Problem statement - Write out, exactly as they appear, only the lines running from the line with "Target = area rug" to the final line of the listing; include both.

'''

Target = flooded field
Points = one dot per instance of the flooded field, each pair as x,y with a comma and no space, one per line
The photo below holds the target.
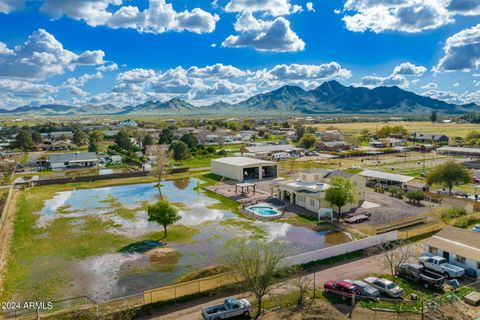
98,242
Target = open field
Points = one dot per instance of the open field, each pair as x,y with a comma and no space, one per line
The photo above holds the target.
94,238
450,129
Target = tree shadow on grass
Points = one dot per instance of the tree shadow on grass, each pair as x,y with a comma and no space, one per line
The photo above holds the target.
141,246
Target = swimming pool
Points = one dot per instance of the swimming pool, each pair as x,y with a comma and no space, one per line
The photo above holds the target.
264,210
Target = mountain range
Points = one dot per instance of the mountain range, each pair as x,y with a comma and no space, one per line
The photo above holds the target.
330,97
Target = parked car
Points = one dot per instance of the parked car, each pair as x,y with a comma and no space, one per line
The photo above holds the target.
420,274
340,288
385,286
230,308
441,265
365,290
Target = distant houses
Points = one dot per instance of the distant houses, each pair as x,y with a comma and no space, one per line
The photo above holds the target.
72,160
428,138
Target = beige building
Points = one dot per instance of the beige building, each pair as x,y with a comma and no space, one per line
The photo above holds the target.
242,168
461,247
308,191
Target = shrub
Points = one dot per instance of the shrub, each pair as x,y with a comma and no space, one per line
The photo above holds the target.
452,213
222,152
461,222
415,196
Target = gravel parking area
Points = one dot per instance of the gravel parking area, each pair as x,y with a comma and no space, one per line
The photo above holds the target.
393,210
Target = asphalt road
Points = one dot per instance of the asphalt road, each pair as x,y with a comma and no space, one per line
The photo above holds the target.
357,269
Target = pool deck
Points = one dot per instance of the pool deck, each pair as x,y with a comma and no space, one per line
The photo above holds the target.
263,191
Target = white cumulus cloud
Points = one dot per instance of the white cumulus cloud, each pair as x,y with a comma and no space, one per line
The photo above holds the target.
41,56
462,51
273,7
409,69
404,15
264,35
158,17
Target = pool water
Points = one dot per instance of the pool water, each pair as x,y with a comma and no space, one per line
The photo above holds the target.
264,210
126,270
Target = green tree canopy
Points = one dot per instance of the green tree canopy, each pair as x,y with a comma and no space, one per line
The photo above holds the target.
255,265
449,175
163,213
93,145
189,140
36,137
97,135
24,140
147,140
473,138
79,137
340,192
122,139
166,136
434,116
308,140
180,151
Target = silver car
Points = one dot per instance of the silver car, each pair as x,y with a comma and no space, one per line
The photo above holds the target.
366,291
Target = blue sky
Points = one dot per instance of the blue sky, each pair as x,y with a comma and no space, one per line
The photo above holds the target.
125,52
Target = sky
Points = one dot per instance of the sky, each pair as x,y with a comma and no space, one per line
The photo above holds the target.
126,52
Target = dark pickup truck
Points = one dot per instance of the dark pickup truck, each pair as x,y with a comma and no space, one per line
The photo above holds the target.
420,274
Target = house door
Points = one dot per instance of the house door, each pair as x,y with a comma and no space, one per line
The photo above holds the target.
446,255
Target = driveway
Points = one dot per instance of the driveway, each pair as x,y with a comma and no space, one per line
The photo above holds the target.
352,270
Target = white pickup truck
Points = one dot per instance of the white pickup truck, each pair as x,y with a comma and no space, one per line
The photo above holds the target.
441,265
230,308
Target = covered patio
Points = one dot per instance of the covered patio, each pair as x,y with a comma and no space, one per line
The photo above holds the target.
245,186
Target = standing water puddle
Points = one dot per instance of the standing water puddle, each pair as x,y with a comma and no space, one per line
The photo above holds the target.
146,263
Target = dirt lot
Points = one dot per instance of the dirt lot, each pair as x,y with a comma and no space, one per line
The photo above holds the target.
324,311
392,209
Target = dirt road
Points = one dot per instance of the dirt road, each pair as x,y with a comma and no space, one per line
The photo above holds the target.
352,270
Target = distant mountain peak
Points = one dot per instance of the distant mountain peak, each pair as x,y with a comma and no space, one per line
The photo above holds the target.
331,97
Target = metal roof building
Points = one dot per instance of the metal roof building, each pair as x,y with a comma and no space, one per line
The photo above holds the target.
69,160
385,177
243,168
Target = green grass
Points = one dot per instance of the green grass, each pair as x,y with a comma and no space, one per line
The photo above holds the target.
304,221
333,260
40,262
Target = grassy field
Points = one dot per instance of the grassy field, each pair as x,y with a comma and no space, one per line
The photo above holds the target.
451,129
41,259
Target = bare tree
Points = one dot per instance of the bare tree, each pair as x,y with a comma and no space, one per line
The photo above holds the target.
255,265
163,157
393,255
221,139
301,284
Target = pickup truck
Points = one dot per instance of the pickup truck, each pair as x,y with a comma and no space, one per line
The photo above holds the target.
441,265
385,286
419,273
230,308
340,288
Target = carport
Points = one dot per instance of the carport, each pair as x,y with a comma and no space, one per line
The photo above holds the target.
385,179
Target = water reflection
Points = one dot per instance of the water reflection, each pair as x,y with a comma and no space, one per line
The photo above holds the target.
116,274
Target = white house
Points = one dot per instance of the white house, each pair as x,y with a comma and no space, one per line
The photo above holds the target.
460,247
243,168
308,191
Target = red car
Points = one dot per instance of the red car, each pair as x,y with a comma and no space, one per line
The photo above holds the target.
341,288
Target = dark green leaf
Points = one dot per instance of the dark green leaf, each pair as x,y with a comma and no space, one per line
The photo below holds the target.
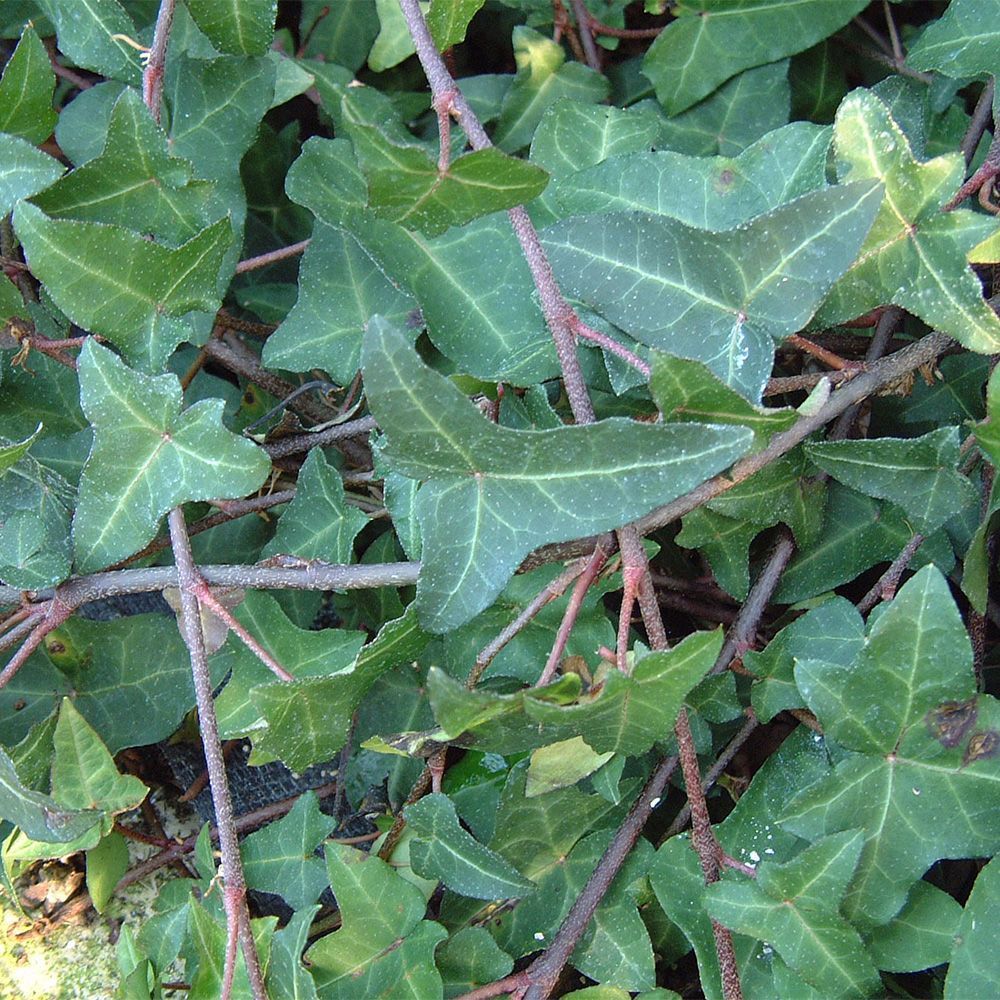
24,171
720,298
135,180
86,34
26,91
280,858
919,793
242,27
915,254
148,457
134,307
705,192
340,288
318,523
712,39
443,850
919,474
494,494
379,950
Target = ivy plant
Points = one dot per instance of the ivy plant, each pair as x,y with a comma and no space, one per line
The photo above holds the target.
524,473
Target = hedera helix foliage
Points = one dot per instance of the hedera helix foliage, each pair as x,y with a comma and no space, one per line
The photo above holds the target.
631,401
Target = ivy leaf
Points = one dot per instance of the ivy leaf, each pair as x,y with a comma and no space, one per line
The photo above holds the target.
35,506
720,298
129,699
905,770
543,77
793,907
241,27
688,391
710,40
39,816
24,170
135,178
340,288
443,850
744,109
84,775
718,192
959,43
414,193
148,457
326,178
449,19
308,720
379,950
26,91
974,970
86,34
281,859
494,494
921,935
473,288
306,654
318,523
919,474
80,266
915,254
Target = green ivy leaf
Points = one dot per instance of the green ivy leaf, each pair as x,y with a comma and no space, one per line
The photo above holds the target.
921,935
474,290
718,192
318,523
960,43
128,698
26,91
688,391
308,720
744,109
915,254
720,298
35,507
24,171
241,27
281,857
494,494
710,40
471,958
86,34
148,457
974,970
303,652
449,19
80,266
135,181
340,288
326,179
84,775
379,950
443,850
906,769
919,474
543,77
39,816
794,908
414,193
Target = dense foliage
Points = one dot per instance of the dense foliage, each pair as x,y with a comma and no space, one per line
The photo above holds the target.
494,532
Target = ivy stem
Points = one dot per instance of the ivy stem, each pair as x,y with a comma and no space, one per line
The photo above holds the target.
580,588
271,257
231,868
152,76
558,314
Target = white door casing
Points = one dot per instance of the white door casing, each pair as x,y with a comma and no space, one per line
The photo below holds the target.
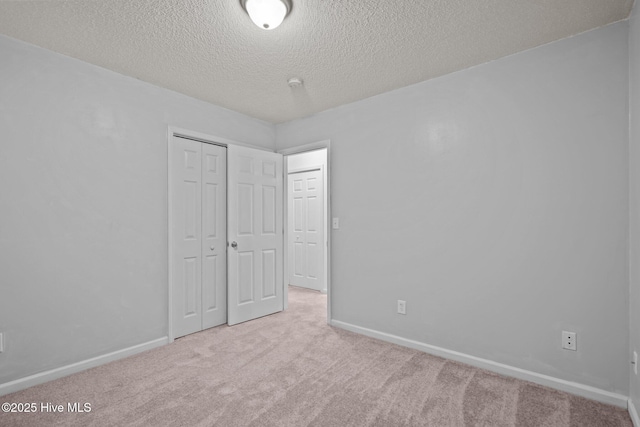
198,184
255,233
306,229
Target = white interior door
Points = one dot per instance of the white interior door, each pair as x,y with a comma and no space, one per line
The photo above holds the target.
198,235
306,229
255,204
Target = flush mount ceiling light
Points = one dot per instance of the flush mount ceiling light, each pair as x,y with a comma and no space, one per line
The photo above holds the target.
267,14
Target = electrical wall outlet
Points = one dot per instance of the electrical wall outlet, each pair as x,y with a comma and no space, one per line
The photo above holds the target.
569,340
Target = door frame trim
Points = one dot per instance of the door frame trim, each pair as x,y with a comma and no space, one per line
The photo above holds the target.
319,145
205,139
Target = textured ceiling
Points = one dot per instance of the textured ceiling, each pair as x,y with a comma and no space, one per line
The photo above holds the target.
343,50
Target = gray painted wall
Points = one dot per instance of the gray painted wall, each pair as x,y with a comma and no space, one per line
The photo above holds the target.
83,205
495,202
634,199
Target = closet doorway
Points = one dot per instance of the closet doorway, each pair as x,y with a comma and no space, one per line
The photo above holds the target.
225,233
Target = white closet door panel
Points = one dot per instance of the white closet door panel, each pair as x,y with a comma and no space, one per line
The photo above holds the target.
214,243
186,231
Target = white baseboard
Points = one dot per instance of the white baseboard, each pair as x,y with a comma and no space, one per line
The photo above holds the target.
633,414
511,371
63,371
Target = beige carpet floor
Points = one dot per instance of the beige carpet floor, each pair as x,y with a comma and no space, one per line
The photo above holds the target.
291,369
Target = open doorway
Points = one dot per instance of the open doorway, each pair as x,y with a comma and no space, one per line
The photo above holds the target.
307,219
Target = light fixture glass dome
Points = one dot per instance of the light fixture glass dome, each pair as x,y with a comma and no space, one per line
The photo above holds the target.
267,14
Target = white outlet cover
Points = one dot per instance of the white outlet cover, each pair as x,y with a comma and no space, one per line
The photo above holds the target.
569,340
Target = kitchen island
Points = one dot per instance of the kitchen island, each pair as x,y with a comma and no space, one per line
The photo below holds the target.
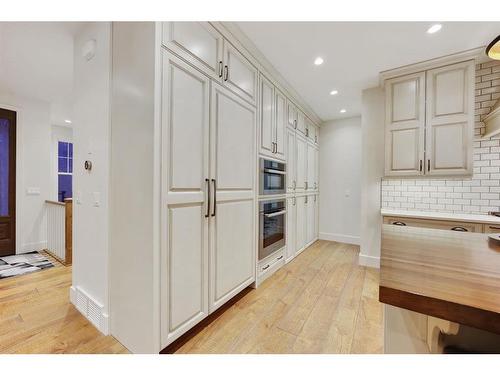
437,284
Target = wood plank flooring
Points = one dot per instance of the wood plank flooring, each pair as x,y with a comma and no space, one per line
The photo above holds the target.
321,302
37,317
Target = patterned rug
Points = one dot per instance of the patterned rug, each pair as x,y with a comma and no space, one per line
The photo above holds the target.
14,265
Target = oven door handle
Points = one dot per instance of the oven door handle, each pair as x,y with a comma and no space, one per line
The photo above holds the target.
275,214
274,171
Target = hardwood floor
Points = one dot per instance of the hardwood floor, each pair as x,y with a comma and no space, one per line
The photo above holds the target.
321,302
37,317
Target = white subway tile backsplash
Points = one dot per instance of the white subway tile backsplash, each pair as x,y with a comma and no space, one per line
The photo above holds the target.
479,194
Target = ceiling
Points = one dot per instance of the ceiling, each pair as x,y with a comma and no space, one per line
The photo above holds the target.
354,53
36,61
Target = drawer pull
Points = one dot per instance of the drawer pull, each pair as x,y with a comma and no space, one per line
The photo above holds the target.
460,229
400,223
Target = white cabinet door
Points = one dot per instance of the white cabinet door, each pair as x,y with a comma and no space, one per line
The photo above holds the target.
291,227
267,118
197,42
404,127
233,169
316,169
311,218
291,160
311,166
292,115
301,232
450,119
316,216
301,163
239,74
301,122
280,125
185,160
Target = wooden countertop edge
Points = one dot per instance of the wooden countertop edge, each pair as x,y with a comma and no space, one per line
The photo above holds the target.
451,311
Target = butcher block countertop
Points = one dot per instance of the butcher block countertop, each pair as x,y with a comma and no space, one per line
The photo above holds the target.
449,275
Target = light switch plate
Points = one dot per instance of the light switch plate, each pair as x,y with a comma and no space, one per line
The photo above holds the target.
33,191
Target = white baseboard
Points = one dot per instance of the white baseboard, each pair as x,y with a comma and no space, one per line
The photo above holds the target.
369,261
90,309
344,238
32,246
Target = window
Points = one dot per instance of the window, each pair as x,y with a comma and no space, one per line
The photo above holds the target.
64,170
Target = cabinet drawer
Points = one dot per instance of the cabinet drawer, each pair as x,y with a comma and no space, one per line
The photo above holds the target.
491,228
436,224
269,264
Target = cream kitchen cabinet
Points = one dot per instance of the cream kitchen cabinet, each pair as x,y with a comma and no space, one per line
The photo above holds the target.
209,199
272,120
430,122
186,202
449,114
301,223
233,165
199,43
203,46
302,123
301,163
291,228
292,114
291,159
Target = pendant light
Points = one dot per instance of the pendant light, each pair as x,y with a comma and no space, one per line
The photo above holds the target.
493,49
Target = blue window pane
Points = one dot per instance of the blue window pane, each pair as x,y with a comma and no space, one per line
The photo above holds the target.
65,187
62,149
62,165
4,167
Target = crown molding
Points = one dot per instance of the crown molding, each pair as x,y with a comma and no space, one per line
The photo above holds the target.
471,54
241,41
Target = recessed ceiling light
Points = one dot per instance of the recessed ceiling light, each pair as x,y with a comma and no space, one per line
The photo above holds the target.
318,61
434,28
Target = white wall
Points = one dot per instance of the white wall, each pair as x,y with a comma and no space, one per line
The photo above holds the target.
135,183
340,180
372,170
59,134
91,134
33,169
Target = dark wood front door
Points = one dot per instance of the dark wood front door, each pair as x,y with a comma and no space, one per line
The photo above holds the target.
7,182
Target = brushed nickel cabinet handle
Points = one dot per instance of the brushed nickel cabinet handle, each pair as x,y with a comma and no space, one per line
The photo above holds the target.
208,194
400,223
215,196
220,69
460,229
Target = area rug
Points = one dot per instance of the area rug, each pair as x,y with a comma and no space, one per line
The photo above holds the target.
14,265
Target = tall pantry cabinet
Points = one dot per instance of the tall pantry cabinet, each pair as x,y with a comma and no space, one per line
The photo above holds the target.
184,156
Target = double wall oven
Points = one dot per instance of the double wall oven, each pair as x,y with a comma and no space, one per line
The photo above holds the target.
272,212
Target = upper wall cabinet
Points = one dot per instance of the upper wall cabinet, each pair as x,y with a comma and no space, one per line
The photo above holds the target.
404,128
204,47
239,74
197,42
450,119
430,122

'''

Solution to this exercise -
Target = area rug
Points = one dot per instance of the area rug, each pair as x,y with a comma and no space, one per line
The photo above holds the target.
14,265
Target = tall pantry cabinet
Points = one dot per instance of the tall pantry cabinet, each pair as x,y with a comma and no space, one per line
The photo above holds the target.
184,156
Target = double wall oven
Points = one dot per instance of the double wall oven, each pair as x,y with a comma and no space, one per line
The photo above holds the target.
272,212
Target = upper wall cabinet
Points = one dot per instance of the upper wall cabinet, each pair as x,y with a comma and no space, one per line
The photo above holds the target.
404,128
204,47
239,74
197,42
450,119
430,122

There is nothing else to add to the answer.